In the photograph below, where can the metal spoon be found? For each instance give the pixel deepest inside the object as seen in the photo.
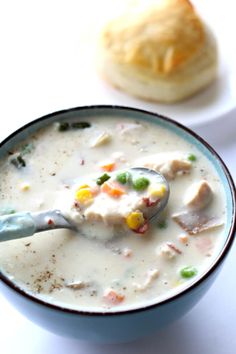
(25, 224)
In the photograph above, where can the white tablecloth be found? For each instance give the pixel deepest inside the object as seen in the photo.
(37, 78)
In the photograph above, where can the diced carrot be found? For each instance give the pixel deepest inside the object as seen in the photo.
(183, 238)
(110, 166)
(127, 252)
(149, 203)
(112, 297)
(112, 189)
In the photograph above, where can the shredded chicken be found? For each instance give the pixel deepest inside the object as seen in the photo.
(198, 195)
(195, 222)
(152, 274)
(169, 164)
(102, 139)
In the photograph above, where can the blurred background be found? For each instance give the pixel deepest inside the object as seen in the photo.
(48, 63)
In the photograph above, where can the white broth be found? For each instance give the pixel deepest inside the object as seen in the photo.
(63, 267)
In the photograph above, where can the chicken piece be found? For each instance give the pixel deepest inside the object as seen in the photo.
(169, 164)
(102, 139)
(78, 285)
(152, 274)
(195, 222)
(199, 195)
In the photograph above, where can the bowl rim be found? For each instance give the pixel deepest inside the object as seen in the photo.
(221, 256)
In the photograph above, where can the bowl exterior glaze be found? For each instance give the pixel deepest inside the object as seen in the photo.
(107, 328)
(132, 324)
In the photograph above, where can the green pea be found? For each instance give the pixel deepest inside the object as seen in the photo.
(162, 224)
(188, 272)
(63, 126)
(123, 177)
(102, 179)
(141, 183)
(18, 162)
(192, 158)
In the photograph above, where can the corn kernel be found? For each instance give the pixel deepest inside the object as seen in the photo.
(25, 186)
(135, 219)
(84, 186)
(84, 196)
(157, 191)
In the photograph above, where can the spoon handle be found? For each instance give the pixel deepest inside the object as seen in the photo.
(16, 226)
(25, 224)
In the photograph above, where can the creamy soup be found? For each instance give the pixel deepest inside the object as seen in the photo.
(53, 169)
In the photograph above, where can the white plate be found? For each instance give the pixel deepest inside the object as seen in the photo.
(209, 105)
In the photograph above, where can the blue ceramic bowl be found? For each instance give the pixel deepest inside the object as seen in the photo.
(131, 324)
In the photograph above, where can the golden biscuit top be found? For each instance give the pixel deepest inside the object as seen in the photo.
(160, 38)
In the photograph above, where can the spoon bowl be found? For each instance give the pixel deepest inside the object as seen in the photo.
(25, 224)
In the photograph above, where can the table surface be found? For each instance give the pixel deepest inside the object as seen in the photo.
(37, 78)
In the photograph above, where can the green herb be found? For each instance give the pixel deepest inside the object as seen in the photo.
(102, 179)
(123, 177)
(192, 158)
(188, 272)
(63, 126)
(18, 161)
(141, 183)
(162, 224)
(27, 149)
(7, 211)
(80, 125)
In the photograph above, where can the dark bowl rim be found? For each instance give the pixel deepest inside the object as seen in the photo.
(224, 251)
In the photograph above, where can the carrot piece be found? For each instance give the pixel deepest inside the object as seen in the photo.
◇ ◇ ◇ ◇ ◇ ◇ ◇
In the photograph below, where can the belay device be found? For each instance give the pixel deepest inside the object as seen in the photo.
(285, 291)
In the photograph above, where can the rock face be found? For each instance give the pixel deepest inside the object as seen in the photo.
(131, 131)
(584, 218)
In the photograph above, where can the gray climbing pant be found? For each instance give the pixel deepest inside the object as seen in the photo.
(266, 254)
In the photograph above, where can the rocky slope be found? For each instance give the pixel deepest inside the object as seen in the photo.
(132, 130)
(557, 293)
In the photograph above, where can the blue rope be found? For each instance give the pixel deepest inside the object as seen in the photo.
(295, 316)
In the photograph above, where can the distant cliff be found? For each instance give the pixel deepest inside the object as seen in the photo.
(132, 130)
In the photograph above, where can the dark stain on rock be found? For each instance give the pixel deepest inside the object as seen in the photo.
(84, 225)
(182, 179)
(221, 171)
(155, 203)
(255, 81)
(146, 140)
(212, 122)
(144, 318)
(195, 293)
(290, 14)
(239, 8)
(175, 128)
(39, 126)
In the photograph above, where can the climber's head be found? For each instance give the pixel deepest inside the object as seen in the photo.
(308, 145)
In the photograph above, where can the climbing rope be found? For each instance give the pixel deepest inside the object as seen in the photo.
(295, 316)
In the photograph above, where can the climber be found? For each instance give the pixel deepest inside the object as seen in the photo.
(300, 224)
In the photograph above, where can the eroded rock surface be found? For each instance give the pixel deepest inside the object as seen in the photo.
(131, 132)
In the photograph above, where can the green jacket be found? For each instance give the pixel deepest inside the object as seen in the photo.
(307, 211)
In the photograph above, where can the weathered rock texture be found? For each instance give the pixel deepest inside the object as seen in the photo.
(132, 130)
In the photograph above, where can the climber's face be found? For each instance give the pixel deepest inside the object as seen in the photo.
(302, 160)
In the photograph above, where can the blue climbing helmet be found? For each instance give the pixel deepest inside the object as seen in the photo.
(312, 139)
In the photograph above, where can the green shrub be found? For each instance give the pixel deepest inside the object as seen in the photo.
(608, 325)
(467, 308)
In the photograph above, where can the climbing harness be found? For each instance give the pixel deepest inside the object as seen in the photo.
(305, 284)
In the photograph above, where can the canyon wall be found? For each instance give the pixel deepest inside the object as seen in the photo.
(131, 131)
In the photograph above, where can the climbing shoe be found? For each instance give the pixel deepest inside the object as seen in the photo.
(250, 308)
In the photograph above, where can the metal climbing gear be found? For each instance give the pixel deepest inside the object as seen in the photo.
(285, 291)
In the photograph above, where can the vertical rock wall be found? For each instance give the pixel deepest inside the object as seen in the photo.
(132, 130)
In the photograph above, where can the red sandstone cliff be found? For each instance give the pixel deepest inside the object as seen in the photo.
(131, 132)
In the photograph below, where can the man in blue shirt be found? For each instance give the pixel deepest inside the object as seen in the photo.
◇ ◇ ◇ ◇ ◇ ◇ ◇
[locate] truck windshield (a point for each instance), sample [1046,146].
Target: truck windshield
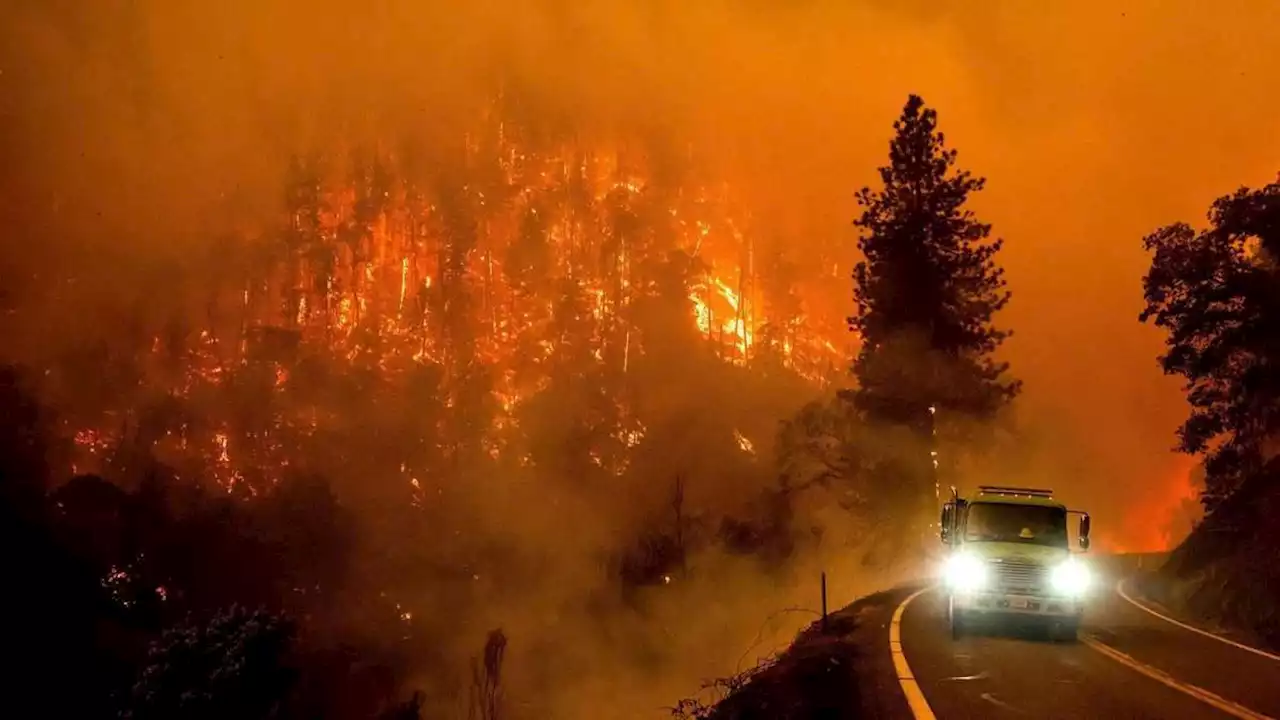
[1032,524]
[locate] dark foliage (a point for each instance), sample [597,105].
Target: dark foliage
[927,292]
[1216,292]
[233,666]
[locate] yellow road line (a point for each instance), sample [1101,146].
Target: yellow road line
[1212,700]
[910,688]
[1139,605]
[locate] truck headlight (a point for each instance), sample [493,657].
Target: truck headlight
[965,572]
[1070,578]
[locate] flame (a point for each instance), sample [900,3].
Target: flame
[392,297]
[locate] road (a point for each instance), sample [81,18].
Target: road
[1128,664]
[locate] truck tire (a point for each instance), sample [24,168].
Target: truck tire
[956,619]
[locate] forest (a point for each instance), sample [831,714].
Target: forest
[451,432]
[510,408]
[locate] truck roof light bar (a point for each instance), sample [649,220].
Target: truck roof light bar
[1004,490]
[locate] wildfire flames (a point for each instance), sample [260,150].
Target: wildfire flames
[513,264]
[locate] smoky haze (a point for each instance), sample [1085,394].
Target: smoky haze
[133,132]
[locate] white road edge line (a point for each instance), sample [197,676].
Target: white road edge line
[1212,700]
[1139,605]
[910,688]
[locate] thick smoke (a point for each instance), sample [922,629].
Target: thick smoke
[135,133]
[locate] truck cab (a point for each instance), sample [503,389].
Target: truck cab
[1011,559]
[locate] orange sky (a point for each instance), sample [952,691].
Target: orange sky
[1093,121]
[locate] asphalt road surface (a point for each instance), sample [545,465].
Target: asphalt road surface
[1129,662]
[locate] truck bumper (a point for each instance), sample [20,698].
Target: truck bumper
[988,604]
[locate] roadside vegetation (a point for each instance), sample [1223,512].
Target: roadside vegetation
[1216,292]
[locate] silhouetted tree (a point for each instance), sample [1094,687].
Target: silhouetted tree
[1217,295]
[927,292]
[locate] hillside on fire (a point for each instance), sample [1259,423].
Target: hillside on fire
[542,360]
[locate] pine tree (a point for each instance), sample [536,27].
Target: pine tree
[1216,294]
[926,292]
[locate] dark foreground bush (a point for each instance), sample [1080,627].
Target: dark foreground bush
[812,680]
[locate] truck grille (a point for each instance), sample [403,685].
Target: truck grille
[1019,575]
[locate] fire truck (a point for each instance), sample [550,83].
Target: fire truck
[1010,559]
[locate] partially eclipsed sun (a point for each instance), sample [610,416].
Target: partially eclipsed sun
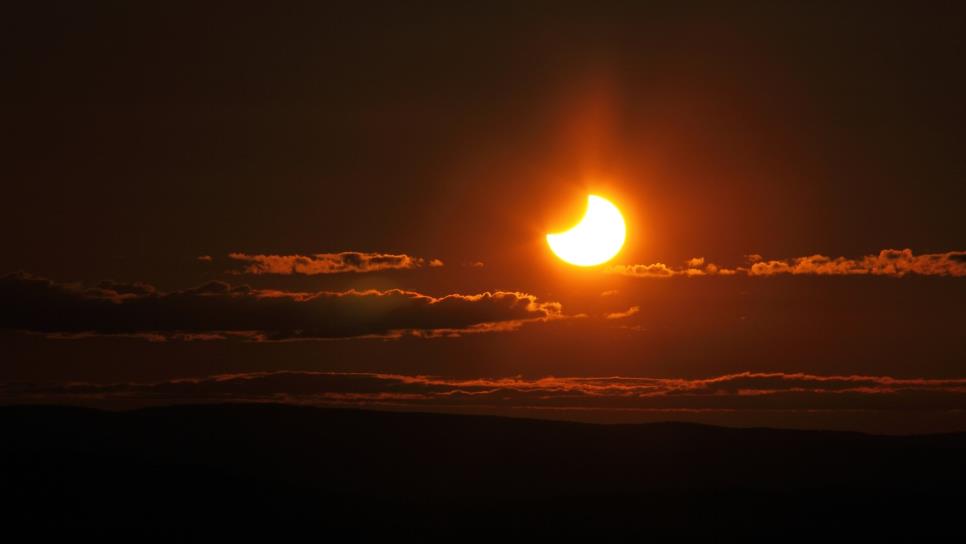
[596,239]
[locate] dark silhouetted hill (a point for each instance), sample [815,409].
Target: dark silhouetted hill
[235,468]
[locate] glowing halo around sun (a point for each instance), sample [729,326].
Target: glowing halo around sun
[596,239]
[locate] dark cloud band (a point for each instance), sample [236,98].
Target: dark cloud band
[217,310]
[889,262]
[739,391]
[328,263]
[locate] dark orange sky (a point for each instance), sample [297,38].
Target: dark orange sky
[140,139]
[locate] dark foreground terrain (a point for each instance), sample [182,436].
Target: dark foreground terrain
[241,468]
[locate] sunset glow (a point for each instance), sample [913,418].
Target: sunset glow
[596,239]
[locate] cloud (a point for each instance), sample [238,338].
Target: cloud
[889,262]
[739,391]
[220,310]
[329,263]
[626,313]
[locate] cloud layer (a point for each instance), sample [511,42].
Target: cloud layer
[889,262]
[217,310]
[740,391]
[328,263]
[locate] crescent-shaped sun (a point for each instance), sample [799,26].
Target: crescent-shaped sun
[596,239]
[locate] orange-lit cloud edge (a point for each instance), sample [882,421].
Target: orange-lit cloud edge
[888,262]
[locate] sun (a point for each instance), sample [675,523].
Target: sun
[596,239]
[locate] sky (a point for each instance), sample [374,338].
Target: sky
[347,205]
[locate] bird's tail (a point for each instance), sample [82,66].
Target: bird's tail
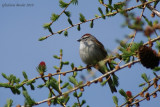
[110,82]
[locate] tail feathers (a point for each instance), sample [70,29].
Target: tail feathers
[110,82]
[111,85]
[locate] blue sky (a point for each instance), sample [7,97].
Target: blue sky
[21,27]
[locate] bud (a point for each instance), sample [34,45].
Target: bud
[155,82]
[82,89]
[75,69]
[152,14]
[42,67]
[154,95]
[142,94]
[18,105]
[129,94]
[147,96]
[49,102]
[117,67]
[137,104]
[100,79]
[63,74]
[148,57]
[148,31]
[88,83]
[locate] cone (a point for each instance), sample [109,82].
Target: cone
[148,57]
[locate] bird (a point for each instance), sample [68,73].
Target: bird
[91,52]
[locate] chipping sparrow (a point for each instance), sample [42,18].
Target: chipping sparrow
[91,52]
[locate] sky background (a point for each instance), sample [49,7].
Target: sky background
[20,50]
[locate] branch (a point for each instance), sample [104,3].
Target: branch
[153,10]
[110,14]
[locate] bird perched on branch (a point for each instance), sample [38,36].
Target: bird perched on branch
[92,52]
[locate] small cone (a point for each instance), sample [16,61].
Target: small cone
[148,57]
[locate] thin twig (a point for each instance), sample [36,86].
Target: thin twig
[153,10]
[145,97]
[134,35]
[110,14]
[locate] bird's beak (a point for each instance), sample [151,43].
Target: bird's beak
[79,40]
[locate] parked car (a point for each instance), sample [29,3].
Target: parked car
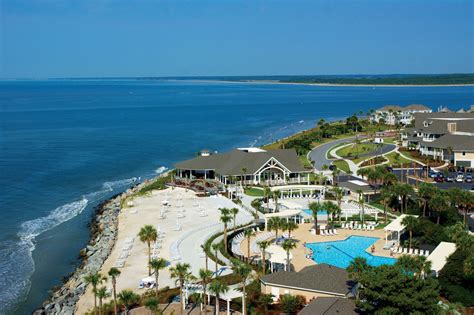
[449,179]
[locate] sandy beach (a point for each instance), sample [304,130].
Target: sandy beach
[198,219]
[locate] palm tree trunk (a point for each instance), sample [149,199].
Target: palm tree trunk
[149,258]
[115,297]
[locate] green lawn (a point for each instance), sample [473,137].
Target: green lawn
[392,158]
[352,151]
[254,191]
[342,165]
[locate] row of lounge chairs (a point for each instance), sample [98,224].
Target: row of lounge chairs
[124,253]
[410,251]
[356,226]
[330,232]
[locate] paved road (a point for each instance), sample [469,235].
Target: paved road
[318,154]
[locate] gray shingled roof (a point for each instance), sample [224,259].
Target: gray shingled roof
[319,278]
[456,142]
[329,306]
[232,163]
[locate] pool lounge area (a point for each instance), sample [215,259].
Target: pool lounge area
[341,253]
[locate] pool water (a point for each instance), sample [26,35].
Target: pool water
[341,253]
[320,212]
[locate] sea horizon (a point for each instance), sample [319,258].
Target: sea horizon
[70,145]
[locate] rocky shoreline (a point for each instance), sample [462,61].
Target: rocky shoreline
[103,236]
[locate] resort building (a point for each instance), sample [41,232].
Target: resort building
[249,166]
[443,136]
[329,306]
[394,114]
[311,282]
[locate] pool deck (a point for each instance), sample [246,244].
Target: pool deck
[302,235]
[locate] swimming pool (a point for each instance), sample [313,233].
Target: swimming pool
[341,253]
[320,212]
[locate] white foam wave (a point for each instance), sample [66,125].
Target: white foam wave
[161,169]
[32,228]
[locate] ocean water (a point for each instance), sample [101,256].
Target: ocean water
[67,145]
◇ ◇ ◇ ◇ ◇ ◇ ◇
(Description of the task) Copy only this part of the entries above: the line with "Target: wildfire flames", the line with "[locate] silhouetted tree", and the lines between, all exactly as written.

(Result of the exercise)
Target: wildfire flames
[513,264]
[locate] smoky haze (a point for each instance), sample [1085,394].
Target: smoky haze
[133,132]
[locate] white road edge line (a point for each instance), sample [197,676].
Target: white road edge line
[1212,700]
[1139,605]
[910,688]
[locate] thick smoke (a point for each instance), sample [922,629].
Target: thick smoke
[135,133]
[locate] truck cab (a point for each instance), sample [503,389].
Target: truck cab
[1011,559]
[locate] orange sky (a point for each instance), sample [952,691].
Target: orange sky
[1093,121]
[locate] asphalt road surface (a point for each instance), sample [545,465].
Target: asphalt road surface
[1129,662]
[locate] truck bumper (a point for each instance), sample [20,698].
Target: truck bumper
[988,604]
[locate] roadside vegetation (a point for each instance), sample [1223,512].
Target: roadside vegetation
[1216,292]
[locate] silhouetted tree (a point for each instance), sample [1094,687].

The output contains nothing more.